**Set problem:** Pick out every line in the records below that contains the word "shirt" and copy each of those lines. Case counts when matching.

========================================

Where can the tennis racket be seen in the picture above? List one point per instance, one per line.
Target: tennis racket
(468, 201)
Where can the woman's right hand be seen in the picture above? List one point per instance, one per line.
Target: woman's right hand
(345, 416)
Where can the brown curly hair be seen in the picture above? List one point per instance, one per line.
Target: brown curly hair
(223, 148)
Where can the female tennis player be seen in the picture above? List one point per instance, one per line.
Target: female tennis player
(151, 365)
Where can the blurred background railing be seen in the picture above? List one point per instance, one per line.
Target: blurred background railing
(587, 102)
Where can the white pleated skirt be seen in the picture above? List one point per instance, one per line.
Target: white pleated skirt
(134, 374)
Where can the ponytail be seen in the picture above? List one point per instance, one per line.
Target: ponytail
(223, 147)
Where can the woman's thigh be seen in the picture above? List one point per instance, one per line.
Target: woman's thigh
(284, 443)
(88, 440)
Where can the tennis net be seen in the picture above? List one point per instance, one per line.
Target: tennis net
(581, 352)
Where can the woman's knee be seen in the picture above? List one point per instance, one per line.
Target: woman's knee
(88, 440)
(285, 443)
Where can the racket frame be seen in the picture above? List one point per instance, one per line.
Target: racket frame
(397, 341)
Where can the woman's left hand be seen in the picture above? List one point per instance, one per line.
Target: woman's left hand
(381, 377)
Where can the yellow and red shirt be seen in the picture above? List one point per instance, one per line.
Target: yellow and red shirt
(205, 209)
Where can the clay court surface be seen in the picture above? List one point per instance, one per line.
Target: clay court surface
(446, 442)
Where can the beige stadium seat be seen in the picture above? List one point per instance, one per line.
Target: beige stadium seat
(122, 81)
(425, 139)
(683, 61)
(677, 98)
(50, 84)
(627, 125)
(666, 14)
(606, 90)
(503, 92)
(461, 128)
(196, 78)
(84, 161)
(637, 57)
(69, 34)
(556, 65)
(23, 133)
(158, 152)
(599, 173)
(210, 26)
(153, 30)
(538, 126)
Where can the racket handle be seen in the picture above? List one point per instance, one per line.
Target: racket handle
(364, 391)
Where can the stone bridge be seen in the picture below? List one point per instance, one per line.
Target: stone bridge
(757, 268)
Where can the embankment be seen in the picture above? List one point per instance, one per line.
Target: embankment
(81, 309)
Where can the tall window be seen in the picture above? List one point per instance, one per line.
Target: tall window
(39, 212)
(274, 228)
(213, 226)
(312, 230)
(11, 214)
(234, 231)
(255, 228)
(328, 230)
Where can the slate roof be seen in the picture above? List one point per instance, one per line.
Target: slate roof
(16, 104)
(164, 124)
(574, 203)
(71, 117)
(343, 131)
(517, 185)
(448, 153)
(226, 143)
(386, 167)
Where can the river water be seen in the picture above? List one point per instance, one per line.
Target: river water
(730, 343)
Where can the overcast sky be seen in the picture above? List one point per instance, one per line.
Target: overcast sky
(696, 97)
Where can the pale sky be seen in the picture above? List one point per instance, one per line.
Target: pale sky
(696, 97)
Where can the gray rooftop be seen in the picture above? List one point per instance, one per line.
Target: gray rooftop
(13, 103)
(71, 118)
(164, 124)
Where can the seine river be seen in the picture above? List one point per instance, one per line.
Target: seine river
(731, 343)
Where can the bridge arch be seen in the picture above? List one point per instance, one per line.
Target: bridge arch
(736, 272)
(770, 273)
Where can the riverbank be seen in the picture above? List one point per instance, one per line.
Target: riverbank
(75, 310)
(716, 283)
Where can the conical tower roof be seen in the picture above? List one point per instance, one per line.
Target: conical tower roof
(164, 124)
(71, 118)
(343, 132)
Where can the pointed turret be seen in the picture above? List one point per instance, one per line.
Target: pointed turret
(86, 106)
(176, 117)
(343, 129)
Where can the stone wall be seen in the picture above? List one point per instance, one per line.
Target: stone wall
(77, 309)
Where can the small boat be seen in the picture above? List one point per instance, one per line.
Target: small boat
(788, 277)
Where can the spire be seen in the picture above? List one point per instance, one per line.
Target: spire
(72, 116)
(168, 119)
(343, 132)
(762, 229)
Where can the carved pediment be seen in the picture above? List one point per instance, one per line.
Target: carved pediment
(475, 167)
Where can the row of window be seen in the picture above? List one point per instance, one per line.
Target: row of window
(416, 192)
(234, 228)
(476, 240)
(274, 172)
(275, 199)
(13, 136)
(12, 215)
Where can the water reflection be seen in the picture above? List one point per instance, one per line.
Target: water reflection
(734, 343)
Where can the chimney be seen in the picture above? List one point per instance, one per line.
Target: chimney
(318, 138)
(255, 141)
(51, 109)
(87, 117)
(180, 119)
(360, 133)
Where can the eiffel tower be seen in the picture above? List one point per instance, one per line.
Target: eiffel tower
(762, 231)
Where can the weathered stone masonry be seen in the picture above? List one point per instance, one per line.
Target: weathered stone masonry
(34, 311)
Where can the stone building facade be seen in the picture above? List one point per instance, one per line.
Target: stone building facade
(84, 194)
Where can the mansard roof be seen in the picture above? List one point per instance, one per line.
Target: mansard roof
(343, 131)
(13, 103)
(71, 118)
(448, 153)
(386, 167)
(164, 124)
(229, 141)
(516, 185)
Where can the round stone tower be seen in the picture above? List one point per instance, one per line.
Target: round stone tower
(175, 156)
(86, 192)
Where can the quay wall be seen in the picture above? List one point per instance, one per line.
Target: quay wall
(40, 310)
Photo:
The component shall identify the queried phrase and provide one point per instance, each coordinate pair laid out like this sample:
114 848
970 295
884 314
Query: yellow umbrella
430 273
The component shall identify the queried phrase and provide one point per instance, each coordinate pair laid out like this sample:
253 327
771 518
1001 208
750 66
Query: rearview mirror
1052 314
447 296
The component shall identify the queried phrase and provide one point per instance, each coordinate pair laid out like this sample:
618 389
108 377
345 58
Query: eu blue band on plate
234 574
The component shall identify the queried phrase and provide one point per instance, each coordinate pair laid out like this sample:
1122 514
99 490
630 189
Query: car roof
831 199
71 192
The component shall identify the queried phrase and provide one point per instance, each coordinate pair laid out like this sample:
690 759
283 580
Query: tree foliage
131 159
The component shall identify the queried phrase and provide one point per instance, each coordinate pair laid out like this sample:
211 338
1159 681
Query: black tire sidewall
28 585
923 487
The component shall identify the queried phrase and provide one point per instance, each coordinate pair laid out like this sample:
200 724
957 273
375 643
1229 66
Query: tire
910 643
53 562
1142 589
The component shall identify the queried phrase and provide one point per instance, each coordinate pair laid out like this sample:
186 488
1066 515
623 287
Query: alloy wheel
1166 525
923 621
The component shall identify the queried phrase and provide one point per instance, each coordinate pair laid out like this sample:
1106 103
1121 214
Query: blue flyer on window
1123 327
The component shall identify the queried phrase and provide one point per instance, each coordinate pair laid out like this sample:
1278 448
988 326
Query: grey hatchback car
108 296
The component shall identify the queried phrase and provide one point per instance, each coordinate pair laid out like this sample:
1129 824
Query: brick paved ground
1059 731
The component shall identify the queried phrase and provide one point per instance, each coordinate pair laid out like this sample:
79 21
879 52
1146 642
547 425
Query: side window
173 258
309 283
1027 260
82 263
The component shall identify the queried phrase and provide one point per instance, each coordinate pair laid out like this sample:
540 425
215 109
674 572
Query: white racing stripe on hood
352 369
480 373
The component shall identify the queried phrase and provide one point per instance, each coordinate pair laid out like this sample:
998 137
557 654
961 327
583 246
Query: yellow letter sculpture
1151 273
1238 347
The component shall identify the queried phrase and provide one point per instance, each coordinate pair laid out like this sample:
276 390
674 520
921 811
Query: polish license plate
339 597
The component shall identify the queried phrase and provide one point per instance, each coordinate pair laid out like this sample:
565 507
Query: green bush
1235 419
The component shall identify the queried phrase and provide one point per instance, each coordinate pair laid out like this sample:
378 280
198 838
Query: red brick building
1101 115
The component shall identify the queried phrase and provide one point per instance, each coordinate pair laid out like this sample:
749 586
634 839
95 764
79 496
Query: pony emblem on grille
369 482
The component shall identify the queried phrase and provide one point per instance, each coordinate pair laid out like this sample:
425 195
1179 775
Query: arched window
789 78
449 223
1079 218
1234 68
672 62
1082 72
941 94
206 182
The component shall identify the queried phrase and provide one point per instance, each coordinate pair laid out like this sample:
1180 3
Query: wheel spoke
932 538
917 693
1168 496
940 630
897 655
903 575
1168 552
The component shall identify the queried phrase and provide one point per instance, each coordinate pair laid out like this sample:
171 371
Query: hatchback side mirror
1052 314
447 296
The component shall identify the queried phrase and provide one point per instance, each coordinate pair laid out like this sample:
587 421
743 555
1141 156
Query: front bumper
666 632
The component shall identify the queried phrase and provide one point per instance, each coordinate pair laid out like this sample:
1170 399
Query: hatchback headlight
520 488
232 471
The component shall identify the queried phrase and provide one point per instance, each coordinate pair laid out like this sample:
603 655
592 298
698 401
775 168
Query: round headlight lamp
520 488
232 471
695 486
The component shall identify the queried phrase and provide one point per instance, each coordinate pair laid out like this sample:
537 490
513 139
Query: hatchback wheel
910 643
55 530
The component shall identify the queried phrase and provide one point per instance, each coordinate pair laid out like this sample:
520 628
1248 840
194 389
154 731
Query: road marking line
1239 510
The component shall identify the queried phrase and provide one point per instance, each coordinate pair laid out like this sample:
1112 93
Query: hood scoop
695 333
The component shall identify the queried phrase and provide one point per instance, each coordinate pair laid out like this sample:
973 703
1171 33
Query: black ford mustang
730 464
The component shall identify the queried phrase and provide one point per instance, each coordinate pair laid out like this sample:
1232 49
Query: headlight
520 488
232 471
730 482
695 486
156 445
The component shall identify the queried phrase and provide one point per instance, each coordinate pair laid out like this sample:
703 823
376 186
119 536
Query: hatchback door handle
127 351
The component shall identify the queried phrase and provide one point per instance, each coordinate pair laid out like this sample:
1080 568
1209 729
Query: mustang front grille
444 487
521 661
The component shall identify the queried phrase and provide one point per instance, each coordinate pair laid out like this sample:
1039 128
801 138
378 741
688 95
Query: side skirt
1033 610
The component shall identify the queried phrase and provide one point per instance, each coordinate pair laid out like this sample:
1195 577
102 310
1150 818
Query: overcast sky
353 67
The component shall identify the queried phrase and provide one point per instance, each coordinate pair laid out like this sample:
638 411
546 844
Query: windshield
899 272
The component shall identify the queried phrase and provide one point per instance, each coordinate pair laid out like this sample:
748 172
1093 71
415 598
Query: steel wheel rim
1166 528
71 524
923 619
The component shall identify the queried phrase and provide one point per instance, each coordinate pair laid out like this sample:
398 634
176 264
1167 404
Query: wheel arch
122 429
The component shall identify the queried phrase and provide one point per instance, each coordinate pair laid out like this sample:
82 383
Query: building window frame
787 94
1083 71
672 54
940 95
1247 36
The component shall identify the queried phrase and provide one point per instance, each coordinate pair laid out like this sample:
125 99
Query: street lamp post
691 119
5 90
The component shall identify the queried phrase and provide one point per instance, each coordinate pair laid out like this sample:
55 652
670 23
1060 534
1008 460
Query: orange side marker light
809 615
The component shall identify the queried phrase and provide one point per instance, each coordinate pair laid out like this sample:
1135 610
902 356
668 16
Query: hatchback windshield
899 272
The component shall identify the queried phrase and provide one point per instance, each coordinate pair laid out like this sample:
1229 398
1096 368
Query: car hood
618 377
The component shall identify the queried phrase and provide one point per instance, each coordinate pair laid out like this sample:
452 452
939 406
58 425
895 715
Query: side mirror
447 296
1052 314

========================================

**Answer:**
Where can the yellow and red shirt be seen in the picture above? List one point per instance, one per line.
Target: yellow and red shirt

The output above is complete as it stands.